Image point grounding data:
* * *
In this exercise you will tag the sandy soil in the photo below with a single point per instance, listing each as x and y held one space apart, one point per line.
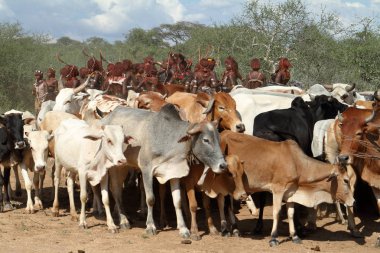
40 232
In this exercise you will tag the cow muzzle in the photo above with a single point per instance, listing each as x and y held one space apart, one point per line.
240 128
20 145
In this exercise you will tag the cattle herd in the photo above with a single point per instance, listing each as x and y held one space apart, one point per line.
304 147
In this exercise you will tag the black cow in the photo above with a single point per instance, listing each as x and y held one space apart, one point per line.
296 123
12 142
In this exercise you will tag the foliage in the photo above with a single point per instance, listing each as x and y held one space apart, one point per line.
321 50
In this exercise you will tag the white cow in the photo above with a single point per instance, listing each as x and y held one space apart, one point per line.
34 158
88 152
71 99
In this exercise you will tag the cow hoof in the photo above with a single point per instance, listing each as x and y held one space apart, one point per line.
8 207
113 230
225 233
83 226
151 231
377 244
356 234
195 237
296 240
274 242
18 193
125 226
214 231
236 233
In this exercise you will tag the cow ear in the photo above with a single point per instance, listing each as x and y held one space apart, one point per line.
127 139
184 138
194 129
332 175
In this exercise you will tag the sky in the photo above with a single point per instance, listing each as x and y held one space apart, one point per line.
112 19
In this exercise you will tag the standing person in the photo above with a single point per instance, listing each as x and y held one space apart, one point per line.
282 74
52 85
39 90
255 78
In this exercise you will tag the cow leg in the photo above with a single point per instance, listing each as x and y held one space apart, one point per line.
70 190
1 192
18 183
277 200
251 206
339 212
210 222
223 222
7 201
83 199
376 192
106 202
57 177
176 194
234 228
162 192
193 212
292 230
37 191
28 187
260 224
117 177
149 195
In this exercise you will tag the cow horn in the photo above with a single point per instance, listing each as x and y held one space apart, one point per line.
370 118
209 106
376 95
340 117
59 59
350 87
328 87
82 86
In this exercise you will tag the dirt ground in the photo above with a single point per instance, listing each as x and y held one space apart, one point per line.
40 232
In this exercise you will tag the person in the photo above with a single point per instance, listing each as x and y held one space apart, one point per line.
52 85
230 75
39 90
255 78
282 74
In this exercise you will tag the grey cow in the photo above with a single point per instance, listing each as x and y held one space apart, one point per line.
162 144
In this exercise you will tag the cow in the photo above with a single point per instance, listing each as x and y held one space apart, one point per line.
297 122
220 106
12 136
283 169
70 99
250 103
215 186
34 158
164 143
88 152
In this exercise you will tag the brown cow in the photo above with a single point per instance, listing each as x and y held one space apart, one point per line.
215 186
283 169
221 107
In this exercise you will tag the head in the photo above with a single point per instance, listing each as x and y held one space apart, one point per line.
350 127
38 75
38 143
255 64
205 145
50 73
222 107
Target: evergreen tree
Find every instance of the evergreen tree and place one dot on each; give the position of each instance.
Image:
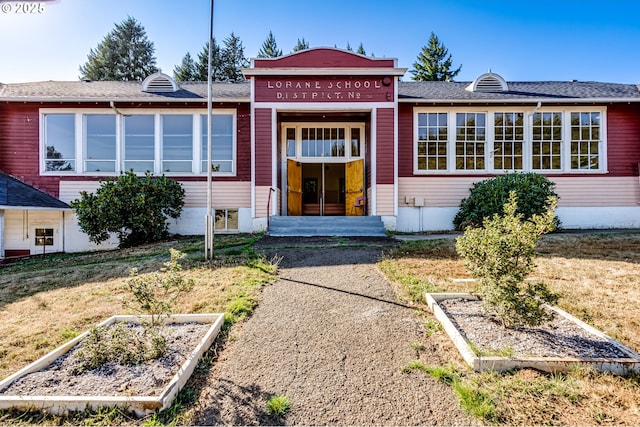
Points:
(269, 48)
(216, 63)
(186, 71)
(233, 59)
(124, 54)
(434, 62)
(301, 45)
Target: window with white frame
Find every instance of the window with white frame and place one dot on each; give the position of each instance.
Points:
(508, 143)
(498, 139)
(470, 141)
(59, 142)
(226, 220)
(432, 141)
(222, 143)
(329, 142)
(585, 140)
(139, 143)
(546, 147)
(102, 142)
(177, 143)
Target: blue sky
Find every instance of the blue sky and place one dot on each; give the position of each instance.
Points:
(520, 40)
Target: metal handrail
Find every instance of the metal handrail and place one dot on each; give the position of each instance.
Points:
(271, 190)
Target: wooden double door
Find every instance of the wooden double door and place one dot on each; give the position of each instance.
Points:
(325, 188)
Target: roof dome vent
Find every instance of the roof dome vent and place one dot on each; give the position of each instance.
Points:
(159, 82)
(488, 82)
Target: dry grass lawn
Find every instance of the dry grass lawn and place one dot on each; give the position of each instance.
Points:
(598, 278)
(46, 301)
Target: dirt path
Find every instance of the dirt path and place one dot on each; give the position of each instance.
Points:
(330, 335)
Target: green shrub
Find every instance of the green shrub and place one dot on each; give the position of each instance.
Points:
(134, 207)
(500, 254)
(278, 405)
(119, 343)
(488, 197)
(156, 293)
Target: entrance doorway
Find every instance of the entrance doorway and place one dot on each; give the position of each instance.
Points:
(325, 189)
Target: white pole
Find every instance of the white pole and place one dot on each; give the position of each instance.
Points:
(208, 239)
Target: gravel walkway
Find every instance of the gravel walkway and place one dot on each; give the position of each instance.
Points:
(330, 335)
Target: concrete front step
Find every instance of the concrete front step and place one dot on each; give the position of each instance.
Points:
(281, 226)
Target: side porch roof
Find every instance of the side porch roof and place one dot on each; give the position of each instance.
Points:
(15, 194)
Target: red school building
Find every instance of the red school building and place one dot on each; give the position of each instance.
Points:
(321, 132)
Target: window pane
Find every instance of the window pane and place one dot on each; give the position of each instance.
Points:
(470, 141)
(291, 142)
(177, 143)
(100, 143)
(355, 142)
(139, 143)
(60, 142)
(431, 148)
(232, 220)
(547, 141)
(222, 139)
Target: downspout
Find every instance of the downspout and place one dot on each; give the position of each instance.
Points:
(1, 233)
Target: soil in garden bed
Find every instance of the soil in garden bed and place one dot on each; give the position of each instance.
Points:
(112, 379)
(560, 337)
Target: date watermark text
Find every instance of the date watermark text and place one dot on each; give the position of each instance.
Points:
(22, 8)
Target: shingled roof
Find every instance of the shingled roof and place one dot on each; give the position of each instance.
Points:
(557, 91)
(16, 194)
(120, 91)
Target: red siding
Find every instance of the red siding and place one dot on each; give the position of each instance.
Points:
(384, 145)
(623, 140)
(324, 89)
(263, 146)
(322, 58)
(19, 146)
(405, 140)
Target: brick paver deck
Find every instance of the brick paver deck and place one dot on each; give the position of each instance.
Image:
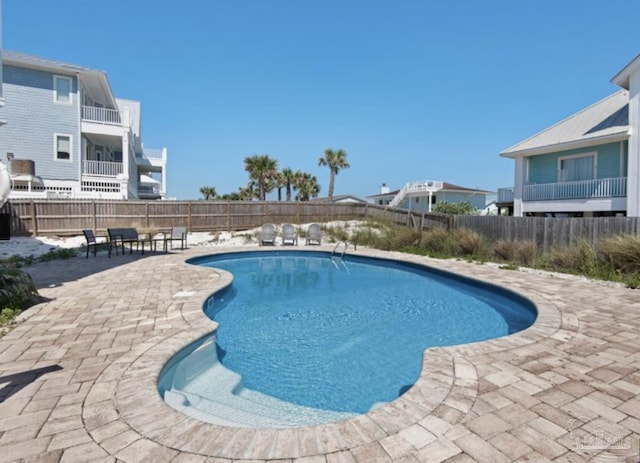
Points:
(78, 377)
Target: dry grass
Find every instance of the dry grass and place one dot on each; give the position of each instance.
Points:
(622, 252)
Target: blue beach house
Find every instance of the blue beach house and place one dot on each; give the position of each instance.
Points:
(587, 165)
(68, 136)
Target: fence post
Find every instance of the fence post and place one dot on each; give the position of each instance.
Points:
(189, 216)
(94, 222)
(34, 219)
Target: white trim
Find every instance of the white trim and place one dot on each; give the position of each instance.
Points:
(586, 143)
(56, 100)
(55, 147)
(576, 205)
(593, 154)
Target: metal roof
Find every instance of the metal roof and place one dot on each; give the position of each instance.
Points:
(34, 61)
(94, 80)
(446, 186)
(603, 122)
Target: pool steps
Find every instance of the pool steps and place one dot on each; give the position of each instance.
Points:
(234, 405)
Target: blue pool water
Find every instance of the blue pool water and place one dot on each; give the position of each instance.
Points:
(331, 336)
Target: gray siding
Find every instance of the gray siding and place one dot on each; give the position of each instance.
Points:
(33, 117)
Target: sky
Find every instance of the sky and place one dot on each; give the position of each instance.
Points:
(411, 90)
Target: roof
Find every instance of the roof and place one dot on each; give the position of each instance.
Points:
(340, 198)
(446, 186)
(33, 61)
(622, 77)
(603, 122)
(94, 80)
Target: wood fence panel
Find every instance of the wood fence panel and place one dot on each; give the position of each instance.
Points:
(66, 217)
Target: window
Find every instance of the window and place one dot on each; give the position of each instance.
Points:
(576, 168)
(62, 89)
(62, 147)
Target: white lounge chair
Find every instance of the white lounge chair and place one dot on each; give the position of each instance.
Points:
(176, 234)
(267, 234)
(314, 234)
(289, 234)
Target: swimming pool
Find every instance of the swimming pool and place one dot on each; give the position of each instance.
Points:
(305, 339)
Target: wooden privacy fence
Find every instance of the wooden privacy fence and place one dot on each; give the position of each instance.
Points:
(65, 217)
(549, 232)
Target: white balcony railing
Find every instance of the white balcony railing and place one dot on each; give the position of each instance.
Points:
(505, 195)
(101, 168)
(148, 190)
(101, 115)
(584, 189)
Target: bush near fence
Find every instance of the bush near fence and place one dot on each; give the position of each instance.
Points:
(67, 217)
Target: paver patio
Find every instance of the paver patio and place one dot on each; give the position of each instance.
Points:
(78, 376)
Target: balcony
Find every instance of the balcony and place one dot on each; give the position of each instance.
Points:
(505, 195)
(584, 189)
(101, 115)
(148, 192)
(101, 168)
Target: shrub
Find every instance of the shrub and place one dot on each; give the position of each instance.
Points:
(527, 253)
(461, 208)
(622, 252)
(579, 258)
(17, 290)
(505, 250)
(403, 237)
(470, 243)
(439, 242)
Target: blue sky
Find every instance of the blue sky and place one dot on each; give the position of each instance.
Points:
(411, 90)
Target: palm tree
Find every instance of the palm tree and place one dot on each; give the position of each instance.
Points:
(336, 160)
(279, 184)
(307, 186)
(208, 192)
(247, 193)
(261, 168)
(289, 179)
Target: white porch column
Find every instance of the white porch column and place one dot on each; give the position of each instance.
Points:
(1, 94)
(518, 187)
(633, 166)
(163, 193)
(126, 162)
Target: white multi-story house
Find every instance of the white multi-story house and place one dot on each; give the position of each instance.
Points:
(68, 136)
(586, 165)
(422, 196)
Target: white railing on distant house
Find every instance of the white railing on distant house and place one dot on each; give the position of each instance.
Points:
(152, 153)
(505, 195)
(583, 189)
(94, 187)
(102, 168)
(413, 188)
(148, 190)
(101, 115)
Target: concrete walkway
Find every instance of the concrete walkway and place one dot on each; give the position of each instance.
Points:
(78, 377)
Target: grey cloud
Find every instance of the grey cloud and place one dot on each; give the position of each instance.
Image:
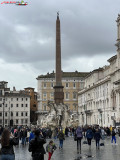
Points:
(87, 28)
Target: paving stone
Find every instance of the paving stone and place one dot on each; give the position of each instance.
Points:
(69, 151)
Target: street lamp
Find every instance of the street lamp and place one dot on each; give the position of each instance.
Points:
(3, 110)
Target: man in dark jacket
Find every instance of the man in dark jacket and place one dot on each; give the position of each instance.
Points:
(89, 135)
(97, 137)
(79, 137)
(61, 138)
(36, 147)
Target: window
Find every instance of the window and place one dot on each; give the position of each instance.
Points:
(67, 85)
(74, 85)
(21, 121)
(6, 121)
(74, 95)
(44, 96)
(11, 114)
(0, 92)
(51, 85)
(0, 121)
(74, 107)
(67, 95)
(34, 105)
(16, 121)
(44, 85)
(44, 107)
(26, 121)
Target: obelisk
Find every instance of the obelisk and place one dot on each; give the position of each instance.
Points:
(58, 88)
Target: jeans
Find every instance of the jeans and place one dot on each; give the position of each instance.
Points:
(7, 157)
(60, 143)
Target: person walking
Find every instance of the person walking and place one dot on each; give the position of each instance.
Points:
(36, 147)
(7, 142)
(50, 148)
(97, 137)
(61, 138)
(113, 136)
(79, 136)
(89, 136)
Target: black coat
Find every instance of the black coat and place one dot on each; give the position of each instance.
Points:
(36, 146)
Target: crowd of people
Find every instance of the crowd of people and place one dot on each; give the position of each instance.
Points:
(36, 138)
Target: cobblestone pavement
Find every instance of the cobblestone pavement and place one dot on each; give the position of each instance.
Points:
(69, 152)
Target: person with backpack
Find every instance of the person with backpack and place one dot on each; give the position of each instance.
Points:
(79, 136)
(50, 148)
(113, 136)
(97, 137)
(89, 136)
(36, 147)
(7, 143)
(61, 138)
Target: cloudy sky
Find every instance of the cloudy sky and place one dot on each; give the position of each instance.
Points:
(27, 37)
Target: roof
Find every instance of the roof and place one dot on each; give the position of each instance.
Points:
(64, 74)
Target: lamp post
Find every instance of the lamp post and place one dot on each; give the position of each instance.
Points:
(3, 110)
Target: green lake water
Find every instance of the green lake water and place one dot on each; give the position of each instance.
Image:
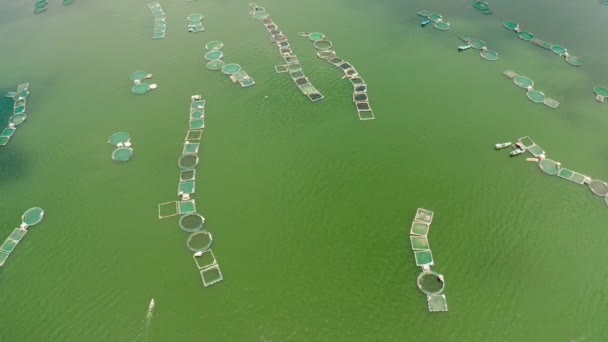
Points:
(309, 207)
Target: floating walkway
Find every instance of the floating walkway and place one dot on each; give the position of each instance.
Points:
(324, 51)
(122, 142)
(140, 87)
(214, 55)
(292, 63)
(601, 93)
(482, 6)
(31, 217)
(478, 45)
(195, 23)
(18, 117)
(533, 95)
(429, 282)
(200, 240)
(436, 19)
(553, 168)
(529, 37)
(160, 25)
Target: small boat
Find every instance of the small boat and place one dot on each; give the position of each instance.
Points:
(518, 150)
(502, 145)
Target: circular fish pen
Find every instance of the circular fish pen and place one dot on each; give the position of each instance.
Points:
(138, 75)
(536, 96)
(214, 45)
(199, 241)
(573, 60)
(17, 119)
(141, 88)
(32, 216)
(442, 26)
(523, 81)
(601, 91)
(231, 69)
(119, 138)
(430, 283)
(215, 65)
(214, 55)
(192, 222)
(527, 36)
(548, 166)
(477, 44)
(315, 36)
(598, 187)
(187, 161)
(559, 50)
(511, 25)
(122, 154)
(322, 44)
(489, 55)
(326, 54)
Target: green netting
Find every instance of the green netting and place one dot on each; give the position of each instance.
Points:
(435, 17)
(17, 234)
(536, 96)
(599, 187)
(192, 222)
(573, 60)
(565, 173)
(9, 245)
(197, 123)
(424, 216)
(560, 50)
(602, 91)
(186, 207)
(32, 216)
(214, 55)
(419, 228)
(527, 36)
(141, 88)
(523, 81)
(119, 138)
(437, 303)
(17, 119)
(548, 166)
(423, 258)
(430, 282)
(195, 17)
(122, 154)
(314, 36)
(191, 148)
(138, 75)
(188, 161)
(419, 243)
(477, 44)
(199, 241)
(214, 45)
(489, 55)
(442, 26)
(231, 68)
(322, 44)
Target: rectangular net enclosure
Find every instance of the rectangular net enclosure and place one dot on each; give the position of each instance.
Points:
(194, 135)
(186, 188)
(437, 302)
(188, 175)
(186, 207)
(204, 259)
(419, 243)
(211, 275)
(423, 258)
(167, 209)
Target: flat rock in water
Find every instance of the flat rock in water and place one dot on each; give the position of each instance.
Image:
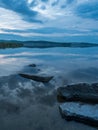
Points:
(37, 78)
(84, 113)
(79, 92)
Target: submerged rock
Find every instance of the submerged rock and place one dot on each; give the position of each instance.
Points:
(85, 113)
(37, 78)
(79, 92)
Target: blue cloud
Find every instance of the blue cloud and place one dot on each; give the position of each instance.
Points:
(88, 10)
(20, 7)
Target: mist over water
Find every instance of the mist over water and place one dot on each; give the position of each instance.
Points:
(26, 104)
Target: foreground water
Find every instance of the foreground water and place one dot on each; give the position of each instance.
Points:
(26, 104)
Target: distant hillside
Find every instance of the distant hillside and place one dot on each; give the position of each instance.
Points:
(10, 44)
(42, 44)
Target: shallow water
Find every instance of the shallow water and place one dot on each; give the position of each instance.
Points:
(26, 104)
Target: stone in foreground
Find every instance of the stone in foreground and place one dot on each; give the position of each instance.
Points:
(84, 113)
(37, 78)
(79, 92)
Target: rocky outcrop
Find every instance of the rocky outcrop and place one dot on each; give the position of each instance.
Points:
(85, 113)
(79, 92)
(37, 78)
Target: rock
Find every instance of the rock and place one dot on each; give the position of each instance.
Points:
(79, 92)
(84, 113)
(32, 65)
(37, 78)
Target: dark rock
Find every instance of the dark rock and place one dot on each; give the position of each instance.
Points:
(85, 113)
(79, 92)
(37, 78)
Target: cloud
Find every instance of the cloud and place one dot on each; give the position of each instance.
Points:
(88, 9)
(20, 7)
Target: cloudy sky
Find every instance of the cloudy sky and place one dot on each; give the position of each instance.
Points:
(54, 20)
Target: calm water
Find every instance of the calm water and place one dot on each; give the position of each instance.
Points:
(29, 105)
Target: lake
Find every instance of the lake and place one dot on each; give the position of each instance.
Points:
(31, 105)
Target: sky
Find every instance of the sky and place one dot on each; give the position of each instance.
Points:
(51, 20)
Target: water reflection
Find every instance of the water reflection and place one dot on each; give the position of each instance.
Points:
(26, 104)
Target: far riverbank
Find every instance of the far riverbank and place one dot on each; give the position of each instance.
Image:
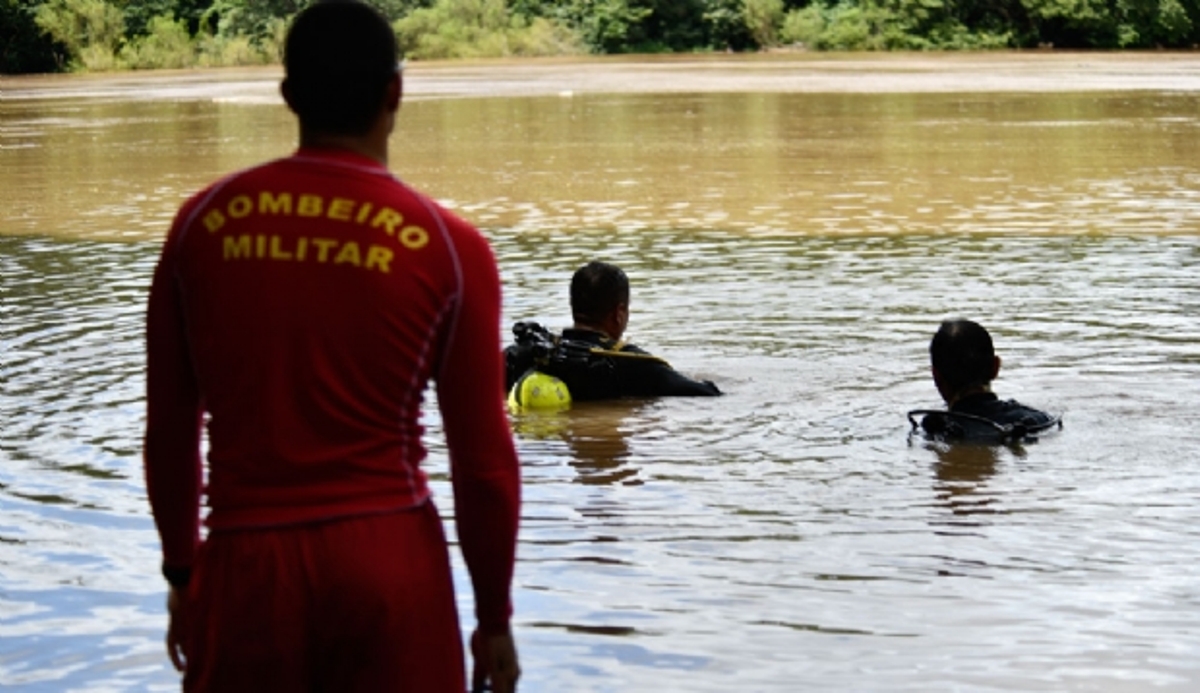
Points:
* * *
** Exercise directions **
Show, from the entries above, every line that includes the string "people".

** Task result **
Target: crowd of people
Find every instance of the crowd of people and place one dot on each; give the position of each instance.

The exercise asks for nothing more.